[Dataset excerpts]
▶

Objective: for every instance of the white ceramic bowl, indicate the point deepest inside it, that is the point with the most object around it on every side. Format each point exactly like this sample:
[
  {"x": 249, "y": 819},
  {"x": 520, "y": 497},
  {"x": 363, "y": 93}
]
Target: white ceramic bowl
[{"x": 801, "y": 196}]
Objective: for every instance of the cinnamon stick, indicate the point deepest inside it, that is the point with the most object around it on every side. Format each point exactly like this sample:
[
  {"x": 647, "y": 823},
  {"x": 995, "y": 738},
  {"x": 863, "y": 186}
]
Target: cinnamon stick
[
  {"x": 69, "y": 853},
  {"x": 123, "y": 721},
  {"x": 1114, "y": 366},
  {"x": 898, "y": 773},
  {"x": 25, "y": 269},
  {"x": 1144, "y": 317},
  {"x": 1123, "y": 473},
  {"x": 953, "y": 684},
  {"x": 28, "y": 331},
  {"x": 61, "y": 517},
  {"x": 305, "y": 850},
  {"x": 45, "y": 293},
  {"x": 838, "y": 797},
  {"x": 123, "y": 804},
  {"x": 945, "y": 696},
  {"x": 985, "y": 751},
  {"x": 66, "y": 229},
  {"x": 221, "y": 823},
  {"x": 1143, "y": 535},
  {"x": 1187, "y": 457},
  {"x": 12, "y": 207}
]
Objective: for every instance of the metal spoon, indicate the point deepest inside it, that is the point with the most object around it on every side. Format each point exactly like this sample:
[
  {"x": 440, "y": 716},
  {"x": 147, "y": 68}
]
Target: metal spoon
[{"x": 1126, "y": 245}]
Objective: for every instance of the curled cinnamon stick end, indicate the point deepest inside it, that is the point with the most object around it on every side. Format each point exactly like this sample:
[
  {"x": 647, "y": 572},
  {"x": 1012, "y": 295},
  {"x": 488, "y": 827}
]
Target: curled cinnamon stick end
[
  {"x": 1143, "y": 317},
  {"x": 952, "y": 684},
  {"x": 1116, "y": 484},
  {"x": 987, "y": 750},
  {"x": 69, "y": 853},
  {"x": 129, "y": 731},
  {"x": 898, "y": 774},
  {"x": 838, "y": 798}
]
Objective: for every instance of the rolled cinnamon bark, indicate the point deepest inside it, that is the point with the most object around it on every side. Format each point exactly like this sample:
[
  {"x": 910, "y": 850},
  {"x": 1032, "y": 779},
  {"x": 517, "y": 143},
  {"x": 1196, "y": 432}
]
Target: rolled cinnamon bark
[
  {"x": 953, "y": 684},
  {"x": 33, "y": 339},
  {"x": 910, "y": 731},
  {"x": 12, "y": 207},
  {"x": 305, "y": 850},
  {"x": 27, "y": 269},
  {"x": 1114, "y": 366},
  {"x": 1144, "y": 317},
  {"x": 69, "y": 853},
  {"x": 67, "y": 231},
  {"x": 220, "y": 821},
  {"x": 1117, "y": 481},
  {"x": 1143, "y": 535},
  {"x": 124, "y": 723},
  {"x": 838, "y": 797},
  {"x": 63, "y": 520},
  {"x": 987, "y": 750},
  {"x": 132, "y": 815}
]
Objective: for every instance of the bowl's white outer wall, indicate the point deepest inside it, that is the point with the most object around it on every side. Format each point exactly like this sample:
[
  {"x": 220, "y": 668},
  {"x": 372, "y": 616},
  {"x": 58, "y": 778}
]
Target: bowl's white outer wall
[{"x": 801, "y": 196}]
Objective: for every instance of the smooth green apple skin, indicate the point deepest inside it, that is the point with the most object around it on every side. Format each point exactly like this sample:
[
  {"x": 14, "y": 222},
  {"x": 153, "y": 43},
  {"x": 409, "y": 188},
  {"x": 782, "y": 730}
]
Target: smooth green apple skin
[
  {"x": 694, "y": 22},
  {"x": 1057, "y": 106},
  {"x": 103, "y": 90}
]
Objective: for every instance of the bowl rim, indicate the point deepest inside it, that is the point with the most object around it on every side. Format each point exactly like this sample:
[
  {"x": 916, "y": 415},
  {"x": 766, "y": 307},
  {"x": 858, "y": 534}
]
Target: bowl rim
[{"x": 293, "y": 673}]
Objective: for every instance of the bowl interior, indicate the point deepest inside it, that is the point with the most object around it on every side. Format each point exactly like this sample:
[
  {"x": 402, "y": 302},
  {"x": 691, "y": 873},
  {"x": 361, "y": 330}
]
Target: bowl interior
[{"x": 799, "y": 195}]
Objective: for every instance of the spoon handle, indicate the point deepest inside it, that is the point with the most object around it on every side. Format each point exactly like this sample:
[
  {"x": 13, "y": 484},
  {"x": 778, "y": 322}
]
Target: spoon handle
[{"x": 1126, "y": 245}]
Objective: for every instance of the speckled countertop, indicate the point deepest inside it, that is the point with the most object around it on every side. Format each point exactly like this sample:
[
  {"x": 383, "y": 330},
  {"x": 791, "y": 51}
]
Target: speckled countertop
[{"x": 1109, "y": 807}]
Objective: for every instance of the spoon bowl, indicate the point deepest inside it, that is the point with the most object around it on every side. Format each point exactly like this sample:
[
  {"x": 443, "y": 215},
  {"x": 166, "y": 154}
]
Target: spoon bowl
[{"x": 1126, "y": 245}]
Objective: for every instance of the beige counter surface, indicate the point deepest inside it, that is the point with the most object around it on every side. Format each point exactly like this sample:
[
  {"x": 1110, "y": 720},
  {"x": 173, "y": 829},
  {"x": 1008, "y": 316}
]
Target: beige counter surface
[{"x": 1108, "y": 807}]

◀

| Problem description |
Repeat each entry above exactly as it appears.

| Task output |
Objective: for every instance of the white ceramic bowl, indicate the point deepest inside it, that is the point with the most object around it on every side. Format each point exactly like this sample:
[
  {"x": 249, "y": 819},
  {"x": 520, "y": 497},
  {"x": 363, "y": 93}
]
Target: white ceramic bowl
[{"x": 801, "y": 196}]
Objective: for every instance of the cinnamon stick, indicate the point deepest inside it, that is the point with the most object around it on every side. Format each point exactly like this sample:
[
  {"x": 647, "y": 823},
  {"x": 995, "y": 738},
  {"x": 863, "y": 186}
]
Target: cinnamon stick
[
  {"x": 69, "y": 853},
  {"x": 123, "y": 721},
  {"x": 1114, "y": 366},
  {"x": 898, "y": 773},
  {"x": 25, "y": 269},
  {"x": 1144, "y": 317},
  {"x": 1123, "y": 473},
  {"x": 953, "y": 684},
  {"x": 28, "y": 331},
  {"x": 61, "y": 517},
  {"x": 305, "y": 850},
  {"x": 45, "y": 293},
  {"x": 838, "y": 797},
  {"x": 123, "y": 804},
  {"x": 945, "y": 696},
  {"x": 985, "y": 751},
  {"x": 66, "y": 229},
  {"x": 221, "y": 823},
  {"x": 1143, "y": 535},
  {"x": 1187, "y": 457},
  {"x": 12, "y": 207}
]
Objective: for every instance of the metal spoon, indicate the point deepest inside it, that is the point with the most object around it on every side. Format each point exactly like this sample:
[
  {"x": 440, "y": 716},
  {"x": 147, "y": 68}
]
Target: metal spoon
[{"x": 1126, "y": 245}]
Objective: for every instance of the curled cinnamon stick end, indicate the point deepest inside it, that is the point with the most object around it on every side. Format each point exactly like this sample:
[
  {"x": 647, "y": 572},
  {"x": 1012, "y": 295},
  {"x": 488, "y": 827}
]
Target: curled cinnamon stick end
[
  {"x": 1143, "y": 317},
  {"x": 952, "y": 684},
  {"x": 1116, "y": 484},
  {"x": 987, "y": 750},
  {"x": 69, "y": 853},
  {"x": 129, "y": 731},
  {"x": 898, "y": 774},
  {"x": 838, "y": 798}
]
Objective: for every instance of the rolled cinnamon bark, indicate the point deepest inside it, that is the point with the most object around it on every side. Format each point exactly like this sample:
[
  {"x": 910, "y": 850},
  {"x": 1032, "y": 779},
  {"x": 517, "y": 143},
  {"x": 1196, "y": 432}
]
Target: rolled cinnamon bark
[
  {"x": 953, "y": 684},
  {"x": 33, "y": 339},
  {"x": 910, "y": 731},
  {"x": 12, "y": 207},
  {"x": 305, "y": 850},
  {"x": 27, "y": 269},
  {"x": 1114, "y": 366},
  {"x": 1144, "y": 317},
  {"x": 69, "y": 853},
  {"x": 67, "y": 231},
  {"x": 220, "y": 821},
  {"x": 1117, "y": 481},
  {"x": 1143, "y": 535},
  {"x": 124, "y": 723},
  {"x": 838, "y": 797},
  {"x": 63, "y": 520},
  {"x": 987, "y": 750},
  {"x": 132, "y": 815}
]
Objective: for every instance of the bowl's white outer wall, indicate the point deepest inside it, that is the point with the most object around it on every side. Format each point exactly like this sample:
[
  {"x": 220, "y": 668},
  {"x": 372, "y": 616},
  {"x": 58, "y": 778}
]
Target: bowl's white outer wall
[{"x": 801, "y": 196}]
Objective: for every instance of the smooth green apple skin, indicate the point deepest inside it, that is the point with the most object around it on every side. Format each point exactly like this sample:
[
  {"x": 14, "y": 222},
  {"x": 153, "y": 43},
  {"x": 409, "y": 188},
  {"x": 782, "y": 730}
]
Target: smooth green apple skin
[
  {"x": 694, "y": 22},
  {"x": 1057, "y": 106},
  {"x": 103, "y": 90}
]
Objective: for every instance of the bowl rim, indicate the point deepest inside it, that is the point with the most object around it on every side. Format each point exactly like this sample:
[
  {"x": 916, "y": 415},
  {"x": 766, "y": 307},
  {"x": 858, "y": 534}
]
Target: bowl rim
[{"x": 293, "y": 673}]
Objective: for every instance of the bowl interior, indicate the point deepest inside it, that is the point with the most object around it on every side. Format each point exactly like this sample:
[
  {"x": 402, "y": 302},
  {"x": 691, "y": 873},
  {"x": 361, "y": 330}
]
Target: bowl interior
[{"x": 799, "y": 195}]
Objective: for every instance of the spoon handle, indicate the point deepest inside it, that is the point with the most object around it on every side. Format each point exactly like this sample:
[
  {"x": 13, "y": 484},
  {"x": 778, "y": 322}
]
Target: spoon handle
[{"x": 1126, "y": 245}]
Objective: for every instance of the speckled countertop, indicate the point deepest inside it, that is the point with the most object around it on every side. Format each point exactly like this sample:
[
  {"x": 383, "y": 330},
  {"x": 791, "y": 51}
]
Target: speckled countertop
[{"x": 1109, "y": 807}]
Objective: for every instance of the spoon bowl, indicate the point deepest inside it, that is the point with the most object around it on every side. Format each point exactly like this sample:
[
  {"x": 443, "y": 215},
  {"x": 166, "y": 154}
]
Target: spoon bowl
[{"x": 1126, "y": 245}]
Objective: for every instance of the beige counter surface, indicate the point deepest inside it, that is the point with the most object around it on every side. Format each point exactly like this sample:
[
  {"x": 1110, "y": 720},
  {"x": 173, "y": 829},
  {"x": 1008, "y": 316}
]
Target: beige counter surface
[{"x": 1108, "y": 807}]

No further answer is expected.